- **What you have to do**: Every line of the material below should be repeated exactly.

- **Data provided**:
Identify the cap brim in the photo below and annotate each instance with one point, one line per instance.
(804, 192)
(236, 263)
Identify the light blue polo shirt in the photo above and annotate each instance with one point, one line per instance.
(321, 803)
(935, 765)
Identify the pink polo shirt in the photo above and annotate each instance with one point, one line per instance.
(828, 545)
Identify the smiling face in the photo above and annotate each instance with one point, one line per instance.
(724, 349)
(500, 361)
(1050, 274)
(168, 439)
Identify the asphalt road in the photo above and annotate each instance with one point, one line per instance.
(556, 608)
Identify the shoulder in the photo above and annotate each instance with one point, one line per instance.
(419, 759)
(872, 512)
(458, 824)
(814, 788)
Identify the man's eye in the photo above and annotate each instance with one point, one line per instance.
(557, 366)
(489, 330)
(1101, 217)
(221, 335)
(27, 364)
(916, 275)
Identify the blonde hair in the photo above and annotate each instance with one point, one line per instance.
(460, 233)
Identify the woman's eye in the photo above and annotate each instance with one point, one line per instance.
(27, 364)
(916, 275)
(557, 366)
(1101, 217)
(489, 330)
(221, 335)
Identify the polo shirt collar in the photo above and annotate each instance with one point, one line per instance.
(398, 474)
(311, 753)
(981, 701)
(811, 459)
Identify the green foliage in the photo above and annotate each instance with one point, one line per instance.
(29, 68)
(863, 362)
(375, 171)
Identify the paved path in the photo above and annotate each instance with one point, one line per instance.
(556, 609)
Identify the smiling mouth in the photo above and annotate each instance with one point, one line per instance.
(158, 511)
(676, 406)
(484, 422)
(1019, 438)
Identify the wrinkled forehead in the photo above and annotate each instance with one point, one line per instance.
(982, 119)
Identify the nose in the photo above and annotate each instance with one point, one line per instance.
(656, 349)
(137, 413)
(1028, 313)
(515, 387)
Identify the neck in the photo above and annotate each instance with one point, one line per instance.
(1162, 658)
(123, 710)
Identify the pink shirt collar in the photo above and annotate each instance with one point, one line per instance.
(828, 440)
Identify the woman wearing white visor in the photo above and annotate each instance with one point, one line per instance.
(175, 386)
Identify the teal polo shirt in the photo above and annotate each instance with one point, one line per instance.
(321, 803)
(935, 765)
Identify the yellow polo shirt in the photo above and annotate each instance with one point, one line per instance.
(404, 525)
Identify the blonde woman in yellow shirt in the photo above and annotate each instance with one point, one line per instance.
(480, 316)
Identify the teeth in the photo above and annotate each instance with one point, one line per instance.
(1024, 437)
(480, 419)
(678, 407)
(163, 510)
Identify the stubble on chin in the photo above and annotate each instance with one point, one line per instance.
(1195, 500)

- **Final result**:
Identify the cap brim in the photo below and annotate each instance with one point, one line per instance.
(804, 192)
(236, 263)
Identify the light blue polo shirt in the photo above and annotate each instance with one point, one line per instance.
(321, 803)
(935, 765)
Identify the pink polo shirt in the photo above and annotate each instance with one point, one line per instance.
(828, 545)
Identify the smiling face in the photo above and annotate each instance with one point, one line per instance.
(724, 349)
(500, 361)
(1050, 274)
(168, 439)
Identify the asphalt road in the photo above and annotate each instance with one point, one line per instance.
(556, 608)
Identify the shoulder in the photo above and annotate each instance with one point, one line per instance.
(419, 759)
(872, 512)
(458, 824)
(814, 788)
Identify the man's eye in the photo above and annotate each instance with one point, one line per instance.
(557, 366)
(489, 330)
(1101, 217)
(221, 335)
(27, 364)
(916, 275)
Identify the blonde hair in the photo above and annotate each instance with one point, one line per instance.
(460, 233)
Identify the woman's eye in the photo above and annotate each instance with one point, one line per instance.
(27, 364)
(916, 275)
(557, 366)
(1101, 217)
(489, 330)
(221, 335)
Identify the polo shirt collar in the photo above and annotate each instance with one point, one line per instance.
(398, 474)
(311, 753)
(981, 701)
(811, 459)
Identify the green foliage in the photo above and annotate each instance with one point, one line per instance.
(29, 68)
(863, 362)
(375, 171)
Identify the paved path in the photo above and annotate each instance with one point, one line per instance.
(556, 609)
Identify the smiling mouth in the photo above and annotate each instance with one point, one line per instance.
(158, 511)
(676, 406)
(484, 422)
(1019, 438)
Identify the wrinkled forehead in the photo above and annotate each instance with one point, one line per instance.
(982, 119)
Identify the nose in the photo above and annotate each instance with one point, one line per instance.
(656, 349)
(137, 413)
(1028, 313)
(515, 387)
Identify the neck in the photo above and annotate each instance with one point, one line per instance.
(1162, 658)
(123, 710)
Identify the pink shirt collar in the photo above and annotate each instance with one point, one line per instance.
(828, 440)
Identify the woman wearing white visor in the photo above and annotate each instance with one point, one line per instance.
(175, 386)
Identify the teal polo shirt in the photo above and annotate each instance with one point, one line per instance.
(321, 803)
(935, 765)
Identify the yellow polo shirt in the photo above and annotate each instance with one point, one line per instance.
(404, 525)
Identify the blonde woman in yellow shirt in the photo above and annotate each instance with one point, one line per instance.
(480, 316)
Identify the teeth in the photo above and annotate each instance with one point, one line per instance.
(1024, 437)
(480, 419)
(678, 407)
(163, 510)
Identify the stubble on chin in the photo above and annotate each instance with one point, one line per instance.
(1195, 500)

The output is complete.